* [Selected passage]
## BEGIN

CHICAGO, Il. - Last week, Mohamed Nazar was sitting in a coffee shop with his friend, creating scenarios for a mannequin challenge he is filming on Nov. 26 in Chicago. It was in that moment that his friend received a hateful message on her Facebook feed. It was ageist and racist and xenophobic.

"I was with one of my friends who I was writing scenarios with," Nazar said. "This guy was like: 'go back to your country' - some total stranger who saw something on her page about a protest she had been to or something."

It was a real-life illustration for what Nazar is hoping his mannequin challenge will do.

Nazar is filming The American Dream mannequin challenge beginning at 9:30 a.m, Nov. 26 at Grant Park in Chicago. Participants are asked to meet at the Millenium Monument. Any changes will be posted to the Facebook event page.

"The biggest thing for me is the power of media and film and how it impacts people," he said. "As an artist, as a filmmaker, I want to impact people in a positive way because I can."

The inspiration for filming his own mannequin challenge came when he watched "Black Lives Matter mannequin challenge" and was moved by the piece.

## END

* [What is required]
Please decide whether each statement agrees with the article above about the mannequin challenge, answering yes or no and quoting the words that settle it: (a) The filming is scheduled to begin at 9:30 a.m. at Grant Park. (b) The hateful message appeared on Nazar's own Facebook feed. (c) Any changes will be announced by email.

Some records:
## BEGIN

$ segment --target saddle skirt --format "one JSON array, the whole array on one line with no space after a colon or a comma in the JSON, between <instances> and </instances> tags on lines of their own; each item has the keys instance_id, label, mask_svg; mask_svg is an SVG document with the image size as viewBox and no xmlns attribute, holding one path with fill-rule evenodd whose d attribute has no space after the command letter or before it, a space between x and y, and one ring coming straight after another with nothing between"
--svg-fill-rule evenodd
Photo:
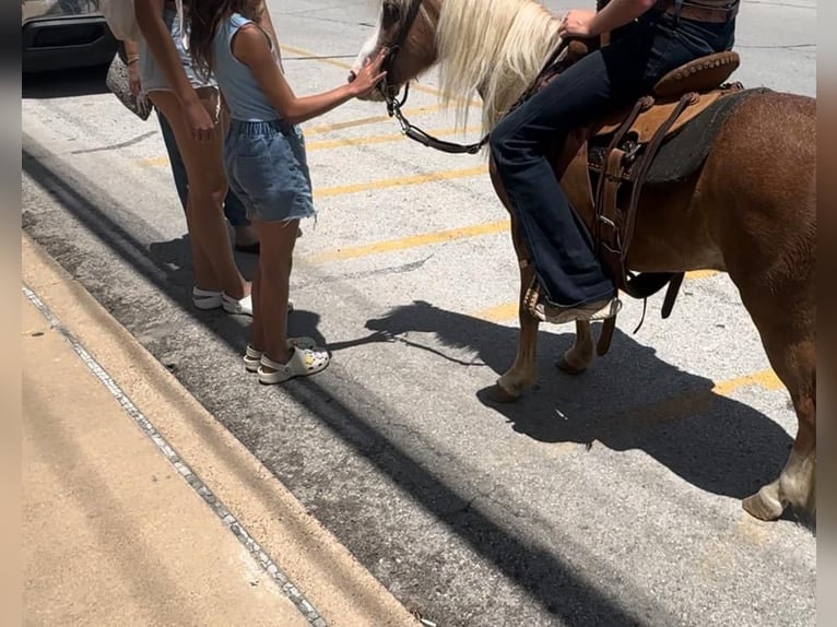
<instances>
[{"instance_id":1,"label":"saddle skirt","mask_svg":"<svg viewBox=\"0 0 837 627\"><path fill-rule=\"evenodd\" d=\"M652 94L579 130L557 159L557 174L573 206L582 217L593 216L593 240L617 287L633 297L647 298L671 282L674 292L670 289L663 317L671 312L682 274L635 275L627 268L639 194L651 174L681 180L700 167L712 135L734 108L720 107L721 103L743 91L740 84L723 83L739 62L738 54L728 51L673 70ZM705 113L707 116L702 115ZM679 159L675 151L684 146L673 140L697 120L702 120L702 132L689 139L688 158ZM655 168L667 144L675 151L660 161L662 168Z\"/></svg>"}]
</instances>

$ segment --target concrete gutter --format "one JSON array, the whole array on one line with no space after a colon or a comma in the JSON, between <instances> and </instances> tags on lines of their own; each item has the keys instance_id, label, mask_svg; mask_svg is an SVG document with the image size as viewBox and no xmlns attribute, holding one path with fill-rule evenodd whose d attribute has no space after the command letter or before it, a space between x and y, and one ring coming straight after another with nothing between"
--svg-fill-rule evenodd
<instances>
[{"instance_id":1,"label":"concrete gutter","mask_svg":"<svg viewBox=\"0 0 837 627\"><path fill-rule=\"evenodd\" d=\"M416 624L26 236L22 267L27 620Z\"/></svg>"}]
</instances>

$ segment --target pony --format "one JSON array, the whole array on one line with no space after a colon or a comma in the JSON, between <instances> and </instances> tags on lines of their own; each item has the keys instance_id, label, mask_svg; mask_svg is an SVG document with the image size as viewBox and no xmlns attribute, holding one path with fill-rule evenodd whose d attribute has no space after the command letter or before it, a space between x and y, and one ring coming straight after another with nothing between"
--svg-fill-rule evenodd
<instances>
[{"instance_id":1,"label":"pony","mask_svg":"<svg viewBox=\"0 0 837 627\"><path fill-rule=\"evenodd\" d=\"M390 104L410 81L438 68L440 99L456 109L457 121L467 122L469 102L479 95L490 133L561 43L558 23L535 0L381 0L376 29L354 67L389 48L385 84L370 99ZM815 512L815 98L773 91L750 96L726 119L693 176L643 188L627 256L634 271L716 270L738 287L799 423L780 475L743 500L762 520L778 519L788 507ZM490 173L509 210L493 162ZM592 228L592 213L579 211ZM509 213L515 250L524 260ZM538 380L539 321L523 305L533 270L520 265L520 335L514 364L492 389L499 402L515 401ZM593 355L590 323L577 321L558 365L578 374Z\"/></svg>"}]
</instances>

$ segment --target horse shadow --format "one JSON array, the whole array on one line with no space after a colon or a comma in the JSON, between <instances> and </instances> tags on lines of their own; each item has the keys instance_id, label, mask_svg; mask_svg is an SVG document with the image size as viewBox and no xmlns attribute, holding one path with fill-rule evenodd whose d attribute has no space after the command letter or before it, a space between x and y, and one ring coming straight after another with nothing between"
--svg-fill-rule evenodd
<instances>
[{"instance_id":1,"label":"horse shadow","mask_svg":"<svg viewBox=\"0 0 837 627\"><path fill-rule=\"evenodd\" d=\"M498 375L512 364L519 333L424 301L398 307L366 327L381 336L434 333L445 347L475 352ZM486 388L476 392L478 401L534 440L643 450L692 485L721 496L744 498L781 471L792 438L757 410L715 393L710 379L663 362L655 348L618 330L605 358L588 372L565 375L555 362L573 339L574 333L540 332L535 390L514 404L496 404Z\"/></svg>"}]
</instances>

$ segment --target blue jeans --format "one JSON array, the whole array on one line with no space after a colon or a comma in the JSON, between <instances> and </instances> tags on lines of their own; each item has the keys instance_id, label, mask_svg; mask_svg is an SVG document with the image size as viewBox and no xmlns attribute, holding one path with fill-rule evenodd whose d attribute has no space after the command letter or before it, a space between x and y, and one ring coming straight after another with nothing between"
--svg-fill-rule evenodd
<instances>
[{"instance_id":1,"label":"blue jeans","mask_svg":"<svg viewBox=\"0 0 837 627\"><path fill-rule=\"evenodd\" d=\"M166 117L157 111L157 119L160 120L160 130L163 132L163 142L166 144L166 152L168 153L168 161L172 164L172 176L175 178L175 188L177 188L177 196L180 198L180 204L186 211L186 199L189 193L189 177L186 175L186 166L184 159L180 157L180 151L177 150L177 142L175 141L175 133L172 130L172 126L168 123ZM231 189L226 193L224 199L224 215L227 222L235 226L249 226L250 221L247 220L247 209L245 209L241 201Z\"/></svg>"},{"instance_id":2,"label":"blue jeans","mask_svg":"<svg viewBox=\"0 0 837 627\"><path fill-rule=\"evenodd\" d=\"M549 154L570 130L649 93L674 68L732 47L734 21L704 24L647 13L611 45L570 66L492 132L492 157L545 299L578 307L616 294Z\"/></svg>"}]
</instances>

## END

* [Full solution]
(a) Yes: "Nazar is filming The American Dream mannequin challenge beginning at 9:30 a.m, Nov. 26 at Grant Park in Chicago."
(b) No: "his friend received a hateful message on her Facebook feed."
(c) No: "Any changes will be posted to the Facebook event page."